Texto de origem:
----

Em nome da categoria, o Sindicato dos Jornalistas no Estado da Bahia (Sinjorba) manifesta solidariedade à família e reforça que o legado de Anízio Carvalho se perpetuará pelas futuras gerações. “Não tive o privilégio de trabalhar com Anízio, mas conheço sua história. Quando cheguei à Bahia, ele já era uma lenda”, diz a presidente Fernanda Gama, natural de Mossoró-RN, para quem o nome do fotojornalista é uma referência de ética, profissionalismo e dignidade.

Casado há quase 70 anos com dona Terezinha, Anízio teve com ela seis filhos: Iguatemi, Itamar, Juarez, Jussara, Jucivalda e Jucimara. De um relacionamento anterior, já era pai de Francisco – único dos descendentes que escolheu a fotografia como profissão.

Anízio com sua inseparável Rolleiflex (Crédito: Arquivo Pessoal)
Trajetória – Antes de se tornar o gigante das lentes fotográficas, Anízio era o menino Zico. Natural de Conceição da Feira, cidade da região metropolitana de Feira de Santana, a pouco mais de 125 km de Salvador, chegou a Salvador em um caminhão do tipo pau de arara. Era o ano de 1944. Ele tinha apenas 14 anos, algumas mudas de roupa e o sonho de prosperar na capital.  Contra a vontade do pai, o mestre de obras Manoel Circuncisão.

Passou perrengues na Soterópolis. Mas, sempre amparado pelas forças do universo, seus guias e orixás, teve sorte de trabalhar como empregado doméstico da família Rozemberg – referência no segmento de fotografia em Salvador. E caiu nas graças do patriarca, Alberto, que lhe deu a chance de ingressar no mundo da fotografia. Era dureza? Sim, mas valia a pena. Das 4h às 9h, criado da casa; no restante do dia, aprendiz de laboratorista.

De laboratorista a fotógrafo, foi um pulo. Sempre com a ajuda dos Rozemberg – agora, quem lhe orientava era Leão, filho de Alberto. Nas horas de folga, Anízio registrava cenas da baianidade como a puxada de xaréu, na praia de Itapuã e as vendia a maravilhados turistas.

Em 1957, uma reviravolta. Recebeu um convite para trabalhar (ainda como laboratorista) no Jornal da Bahia, então em fase de implantação, no Largo da Barroquinha, final da Baixa dos Sapateiros. Pediu as contas no estúdio dos Rozemberg, Leão à frente dos negócios da família. Como indenização pelo tempo de serviço, recebeu uma câmera Rolleiflex. A mesma máquina fotográfica que lhe acompanhou vida afora, símbolo do seu sucesso profissional. “Tudo que consegui na vida foi com meu trabalho. Um trabalho feito com esta Rolleiflex”, costumava repetir.

----

Questões propostas:
**A)** Responda, com base no texto sobre Anízio Carvalho:
(i) Em que ano Anízio chegou a Salvador?
(ii) Que câmera ele recebeu como indenização pelo tempo de serviço no estúdio dos Rozemberg?
(iii) Qual dos filhos escolheu a fotografia como profissão?
**B)** Dê continuidade ao texto sobre Anízio Carvalho a partir do trecho em que ele termina.

Itens do conjunto de dados:
----

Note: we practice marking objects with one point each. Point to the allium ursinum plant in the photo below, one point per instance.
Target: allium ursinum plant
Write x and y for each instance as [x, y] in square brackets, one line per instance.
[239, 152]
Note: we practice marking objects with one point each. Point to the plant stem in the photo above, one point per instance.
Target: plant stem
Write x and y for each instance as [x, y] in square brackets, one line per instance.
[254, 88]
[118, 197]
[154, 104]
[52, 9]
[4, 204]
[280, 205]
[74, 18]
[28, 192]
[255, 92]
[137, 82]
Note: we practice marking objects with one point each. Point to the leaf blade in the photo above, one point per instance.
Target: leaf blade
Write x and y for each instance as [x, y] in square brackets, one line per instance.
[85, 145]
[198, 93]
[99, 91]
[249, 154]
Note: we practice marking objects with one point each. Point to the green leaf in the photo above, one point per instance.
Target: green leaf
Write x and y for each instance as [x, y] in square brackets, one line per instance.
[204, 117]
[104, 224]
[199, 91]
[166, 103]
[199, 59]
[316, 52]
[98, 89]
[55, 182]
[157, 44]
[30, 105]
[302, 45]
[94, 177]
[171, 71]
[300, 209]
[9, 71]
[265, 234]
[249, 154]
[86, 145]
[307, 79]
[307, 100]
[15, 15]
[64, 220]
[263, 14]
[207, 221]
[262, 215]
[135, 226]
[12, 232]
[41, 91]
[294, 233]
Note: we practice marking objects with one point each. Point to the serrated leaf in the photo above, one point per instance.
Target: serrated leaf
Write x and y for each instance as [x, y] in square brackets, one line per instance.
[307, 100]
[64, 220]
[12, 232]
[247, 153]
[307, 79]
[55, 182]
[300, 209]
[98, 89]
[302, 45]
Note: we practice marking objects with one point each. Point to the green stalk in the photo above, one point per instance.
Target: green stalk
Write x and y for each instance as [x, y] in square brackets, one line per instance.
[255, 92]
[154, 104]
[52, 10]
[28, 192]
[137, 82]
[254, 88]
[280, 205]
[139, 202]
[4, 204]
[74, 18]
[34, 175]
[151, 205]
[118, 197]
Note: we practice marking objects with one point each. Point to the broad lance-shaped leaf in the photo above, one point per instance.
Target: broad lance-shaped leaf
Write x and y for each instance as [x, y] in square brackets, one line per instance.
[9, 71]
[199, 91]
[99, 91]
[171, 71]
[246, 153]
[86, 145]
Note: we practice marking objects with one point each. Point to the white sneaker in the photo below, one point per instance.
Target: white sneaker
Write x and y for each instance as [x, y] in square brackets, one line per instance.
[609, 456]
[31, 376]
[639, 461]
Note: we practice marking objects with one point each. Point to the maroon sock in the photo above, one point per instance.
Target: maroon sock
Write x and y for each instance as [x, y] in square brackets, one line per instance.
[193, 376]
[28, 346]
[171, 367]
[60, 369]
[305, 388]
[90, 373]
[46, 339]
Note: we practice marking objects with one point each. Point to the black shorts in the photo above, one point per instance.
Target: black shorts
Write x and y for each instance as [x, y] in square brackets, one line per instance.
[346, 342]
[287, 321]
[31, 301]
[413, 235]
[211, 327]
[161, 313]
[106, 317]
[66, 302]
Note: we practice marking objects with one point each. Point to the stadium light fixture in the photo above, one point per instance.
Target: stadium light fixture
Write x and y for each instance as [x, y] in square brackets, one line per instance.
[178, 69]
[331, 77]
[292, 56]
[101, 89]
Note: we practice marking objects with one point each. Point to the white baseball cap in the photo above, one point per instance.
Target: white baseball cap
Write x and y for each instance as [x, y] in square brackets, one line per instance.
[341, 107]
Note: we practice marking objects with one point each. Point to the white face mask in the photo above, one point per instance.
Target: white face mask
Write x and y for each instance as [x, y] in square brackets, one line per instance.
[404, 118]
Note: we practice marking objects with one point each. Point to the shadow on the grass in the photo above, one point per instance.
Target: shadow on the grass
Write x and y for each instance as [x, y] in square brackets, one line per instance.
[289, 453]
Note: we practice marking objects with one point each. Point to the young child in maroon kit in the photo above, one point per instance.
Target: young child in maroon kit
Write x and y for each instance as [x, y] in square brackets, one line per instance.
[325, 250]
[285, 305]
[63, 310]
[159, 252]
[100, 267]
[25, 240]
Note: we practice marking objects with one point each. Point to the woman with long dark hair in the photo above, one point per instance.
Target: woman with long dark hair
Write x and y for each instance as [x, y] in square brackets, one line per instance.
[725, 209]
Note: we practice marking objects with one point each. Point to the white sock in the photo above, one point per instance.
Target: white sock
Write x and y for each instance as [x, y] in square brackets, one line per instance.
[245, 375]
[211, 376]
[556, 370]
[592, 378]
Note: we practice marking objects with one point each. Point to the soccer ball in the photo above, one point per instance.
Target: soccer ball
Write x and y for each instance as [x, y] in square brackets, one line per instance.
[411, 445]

----

Respostas:
**A)**
(i) Em 1944.
(ii) Uma câmera Rolleiflex.
(iii) Francisco, filho de um relacionamento anterior.

**B)**
Passou pouco tempo no escuro do laboratório. Tinha menos de um ano no JBa. quando teve a chance de mostrar seu talento com uma câmera na mão. Era final dos anos 1950 e seu primeiro click se deu numa cerimônia de posse da diretoria do elegante Yatch Club da Bahia. Pauta de interesse do proprietário do jornal, João Falcão. Detalhe: Anízio foi escalado às pressas, porque não havia fotógrafo na casa para cobrir o evento.  Pronto. O resultado desse trabalho lhe rendeu a promoção tão sonhada. O JBa. acabava de lançar ao mundo o profissional que, sem dúvida, viria a se consagrar como o maior dos fotojornalistas de sua geração.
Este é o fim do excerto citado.